Written exercise →
In the EUR/CHF article, how low did EUR/CHF fall on 5 August?

Text passage →

**********

Articles
16 August 2024

EUR/CHF: Swiss exporters want it at 0.98

When EUR/CHF was trading near 0.92 earlier this month, the Swiss export lobby group, Swissmem, called on the Swiss National Bank to curb Swiss franc strength. Swissmem thinks fair value for EUR/CHF is near 0.98. Lower global interest rates and higher volatility heading into the US elections suggest EUR/CHF will be trading lower than that

Euro_Swiss_franc_160824.jpg
A Swiss export lobby group sees EUR/CHF fair value near 0.98, but with lower global interest rates we think it should trade lower than that

What's been driving EUR/CHF?

On 5 August, EUR/CHF fell as low as 0.9210. That's the lowest level since January 2015 – when the Swiss National Bank (SNB) pulled the plug on its floor in EUR/CHF at 1.20. The reasons for this month's EUR/CHF drop are plentiful. We explore a few of them below with a look at correlations between daily changes in EUR/CHF and changes in key financial variables since the start of July.

Some of the EUR/CHF highest correlations come with the carry trade unwind. For example, USD/JPY and also USD/MXN (the peso had been the world's favourite target currency under the carry trade) have some of the highest correlations. There are also decent correlations with a number of equity indices (Eurostoxx, Magnificant 7, etc) and also with the short-dated Euro swap rate. EUR/CHF tends to move up and down in a higher/lower euro interest rate world. We'll have more on that later. 

While forthcoming rate cuts from central banks in September might be good news for equities, and while the majority of fast money has been forced out of the yen-funded carry trade, we do not, however, think EUR/CHF needs to trade a lot higher. Volatility could well rise into contested US elections in November and European sovereign bonds could also see some more volatility in September/October as governments under Excessive Deficit Procedure try to walk the fine line between Brussels and their voters.

But what about the macro side and what about the SNB which actively uses FX intervention and the exchange rate as part of its monetary policy?

**********

Supplied material →
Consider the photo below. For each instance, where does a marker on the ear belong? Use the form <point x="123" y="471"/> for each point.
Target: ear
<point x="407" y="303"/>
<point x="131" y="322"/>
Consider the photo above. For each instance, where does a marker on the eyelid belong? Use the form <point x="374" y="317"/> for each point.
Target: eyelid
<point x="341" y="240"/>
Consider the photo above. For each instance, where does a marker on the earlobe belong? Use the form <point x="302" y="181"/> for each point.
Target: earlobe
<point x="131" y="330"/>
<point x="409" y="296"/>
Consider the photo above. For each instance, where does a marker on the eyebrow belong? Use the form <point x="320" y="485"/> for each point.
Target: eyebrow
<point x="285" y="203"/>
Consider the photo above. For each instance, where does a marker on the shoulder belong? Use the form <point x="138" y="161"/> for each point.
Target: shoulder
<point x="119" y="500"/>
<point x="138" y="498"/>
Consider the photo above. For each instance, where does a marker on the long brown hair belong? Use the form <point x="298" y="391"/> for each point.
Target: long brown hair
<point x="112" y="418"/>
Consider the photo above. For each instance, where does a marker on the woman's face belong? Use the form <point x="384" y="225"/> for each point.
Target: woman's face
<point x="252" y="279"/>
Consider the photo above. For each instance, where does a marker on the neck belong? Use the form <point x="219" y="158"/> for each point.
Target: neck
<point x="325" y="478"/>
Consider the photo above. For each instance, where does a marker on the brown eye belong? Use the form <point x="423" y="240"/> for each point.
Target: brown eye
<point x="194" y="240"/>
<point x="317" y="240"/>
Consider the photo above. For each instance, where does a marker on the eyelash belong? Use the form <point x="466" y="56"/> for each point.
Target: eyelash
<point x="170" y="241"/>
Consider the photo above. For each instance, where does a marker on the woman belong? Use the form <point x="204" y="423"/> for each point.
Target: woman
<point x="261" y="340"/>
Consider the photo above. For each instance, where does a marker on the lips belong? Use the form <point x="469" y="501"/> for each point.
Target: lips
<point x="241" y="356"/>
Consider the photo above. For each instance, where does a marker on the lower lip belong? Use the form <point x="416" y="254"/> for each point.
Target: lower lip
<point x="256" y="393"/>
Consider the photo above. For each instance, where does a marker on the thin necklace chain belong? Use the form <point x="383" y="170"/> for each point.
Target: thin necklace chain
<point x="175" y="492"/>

**********

Reply →
0.9210